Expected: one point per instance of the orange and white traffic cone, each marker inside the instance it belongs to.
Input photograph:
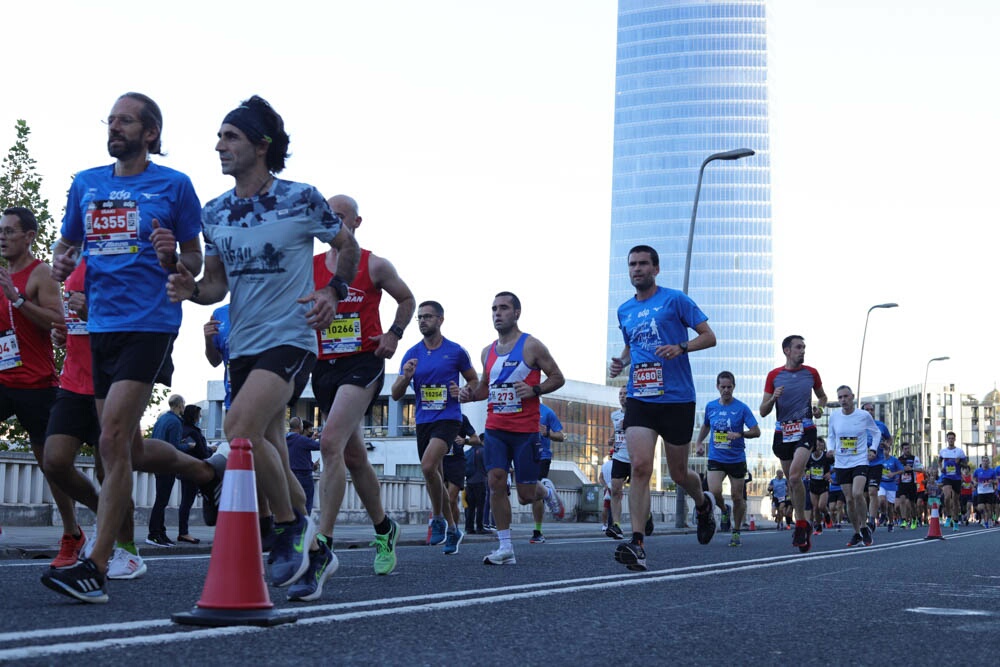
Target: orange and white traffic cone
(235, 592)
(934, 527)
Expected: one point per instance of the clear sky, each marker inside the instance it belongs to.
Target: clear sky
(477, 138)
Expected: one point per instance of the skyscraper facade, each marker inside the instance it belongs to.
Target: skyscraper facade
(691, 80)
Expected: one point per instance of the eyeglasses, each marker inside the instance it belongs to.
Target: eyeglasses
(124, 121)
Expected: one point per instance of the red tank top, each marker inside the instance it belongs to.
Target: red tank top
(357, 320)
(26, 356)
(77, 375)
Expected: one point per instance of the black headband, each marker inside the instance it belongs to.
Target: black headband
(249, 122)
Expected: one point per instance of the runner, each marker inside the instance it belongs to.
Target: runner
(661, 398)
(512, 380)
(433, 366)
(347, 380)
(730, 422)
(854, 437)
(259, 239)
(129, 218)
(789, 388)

:::

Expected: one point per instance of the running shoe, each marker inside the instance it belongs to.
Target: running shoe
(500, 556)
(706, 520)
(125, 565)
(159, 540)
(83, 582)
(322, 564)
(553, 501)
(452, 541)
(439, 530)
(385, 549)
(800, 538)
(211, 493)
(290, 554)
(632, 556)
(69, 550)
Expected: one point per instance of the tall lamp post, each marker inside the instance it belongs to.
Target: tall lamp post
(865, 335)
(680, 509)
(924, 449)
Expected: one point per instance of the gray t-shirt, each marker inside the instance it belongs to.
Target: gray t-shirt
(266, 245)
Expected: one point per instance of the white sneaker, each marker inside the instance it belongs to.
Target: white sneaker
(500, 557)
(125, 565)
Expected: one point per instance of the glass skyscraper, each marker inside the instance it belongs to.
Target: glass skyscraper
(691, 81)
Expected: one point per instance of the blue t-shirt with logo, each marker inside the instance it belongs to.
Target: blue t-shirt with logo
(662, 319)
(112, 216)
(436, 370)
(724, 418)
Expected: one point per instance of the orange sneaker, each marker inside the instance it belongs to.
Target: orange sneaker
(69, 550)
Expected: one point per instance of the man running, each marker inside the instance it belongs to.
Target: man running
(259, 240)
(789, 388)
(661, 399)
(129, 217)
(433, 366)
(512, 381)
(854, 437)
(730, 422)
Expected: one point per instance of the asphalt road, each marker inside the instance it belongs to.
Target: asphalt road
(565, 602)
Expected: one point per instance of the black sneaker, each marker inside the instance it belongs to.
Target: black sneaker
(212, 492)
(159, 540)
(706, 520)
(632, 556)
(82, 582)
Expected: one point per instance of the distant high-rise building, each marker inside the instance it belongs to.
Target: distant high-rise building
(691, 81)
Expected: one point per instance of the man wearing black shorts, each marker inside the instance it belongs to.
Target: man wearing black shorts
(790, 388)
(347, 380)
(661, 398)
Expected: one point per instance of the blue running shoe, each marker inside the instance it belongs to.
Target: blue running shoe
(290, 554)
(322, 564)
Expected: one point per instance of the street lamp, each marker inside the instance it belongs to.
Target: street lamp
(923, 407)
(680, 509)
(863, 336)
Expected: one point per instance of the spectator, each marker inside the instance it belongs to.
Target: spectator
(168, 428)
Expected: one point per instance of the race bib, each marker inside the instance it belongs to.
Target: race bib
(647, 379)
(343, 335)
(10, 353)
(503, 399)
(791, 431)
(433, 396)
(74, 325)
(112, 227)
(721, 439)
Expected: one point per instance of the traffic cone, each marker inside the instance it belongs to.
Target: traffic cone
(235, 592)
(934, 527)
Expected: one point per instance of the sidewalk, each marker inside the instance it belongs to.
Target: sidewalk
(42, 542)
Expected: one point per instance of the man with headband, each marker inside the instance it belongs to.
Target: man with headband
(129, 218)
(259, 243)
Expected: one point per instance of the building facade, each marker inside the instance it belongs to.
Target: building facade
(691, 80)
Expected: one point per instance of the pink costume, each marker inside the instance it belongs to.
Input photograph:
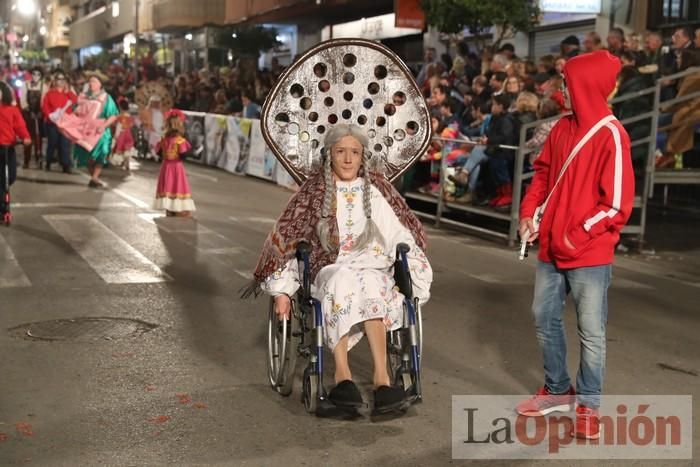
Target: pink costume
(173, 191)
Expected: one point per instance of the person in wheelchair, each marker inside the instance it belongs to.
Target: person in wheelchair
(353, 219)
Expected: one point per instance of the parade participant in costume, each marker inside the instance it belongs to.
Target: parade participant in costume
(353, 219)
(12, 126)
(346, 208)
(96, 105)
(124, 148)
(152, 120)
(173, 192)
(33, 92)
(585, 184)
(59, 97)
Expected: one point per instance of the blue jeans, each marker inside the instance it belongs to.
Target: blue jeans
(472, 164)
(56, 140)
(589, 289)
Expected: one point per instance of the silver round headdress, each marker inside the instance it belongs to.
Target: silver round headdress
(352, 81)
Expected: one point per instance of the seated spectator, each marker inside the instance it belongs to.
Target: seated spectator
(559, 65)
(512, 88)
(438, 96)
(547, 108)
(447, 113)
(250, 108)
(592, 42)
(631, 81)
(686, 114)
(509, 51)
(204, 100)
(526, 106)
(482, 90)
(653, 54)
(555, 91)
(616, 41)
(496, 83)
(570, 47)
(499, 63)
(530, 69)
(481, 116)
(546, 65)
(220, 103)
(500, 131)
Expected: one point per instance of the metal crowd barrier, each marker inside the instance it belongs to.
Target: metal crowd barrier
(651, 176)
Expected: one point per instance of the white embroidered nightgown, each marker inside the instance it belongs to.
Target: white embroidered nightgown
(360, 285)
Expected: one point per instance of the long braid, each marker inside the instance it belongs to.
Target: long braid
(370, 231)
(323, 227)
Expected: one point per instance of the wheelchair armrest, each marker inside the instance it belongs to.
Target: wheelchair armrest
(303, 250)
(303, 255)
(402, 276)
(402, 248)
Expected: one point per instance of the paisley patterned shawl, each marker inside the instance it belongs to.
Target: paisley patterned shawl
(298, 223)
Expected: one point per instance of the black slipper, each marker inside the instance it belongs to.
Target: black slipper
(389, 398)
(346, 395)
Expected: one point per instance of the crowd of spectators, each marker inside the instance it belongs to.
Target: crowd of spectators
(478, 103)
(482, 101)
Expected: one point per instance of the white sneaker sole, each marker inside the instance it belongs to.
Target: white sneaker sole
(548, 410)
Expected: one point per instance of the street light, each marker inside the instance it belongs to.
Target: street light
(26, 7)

:::

- Problem to work on: Display every line of the items above that contains the string "blue", treating matches as case-sensitive.

- Response:
Expected: one point per instance of the blue t-shirt with logo, each marker inside the instance it belongs to.
Target: blue t-shirt with logo
Expected: one point per instance of the blue running shoe, each marker inside the instance it belongs to.
Target: blue running shoe
Expected: one point per instance of the blue jeans, each marker inside the instance it belongs to.
Target: blue jeans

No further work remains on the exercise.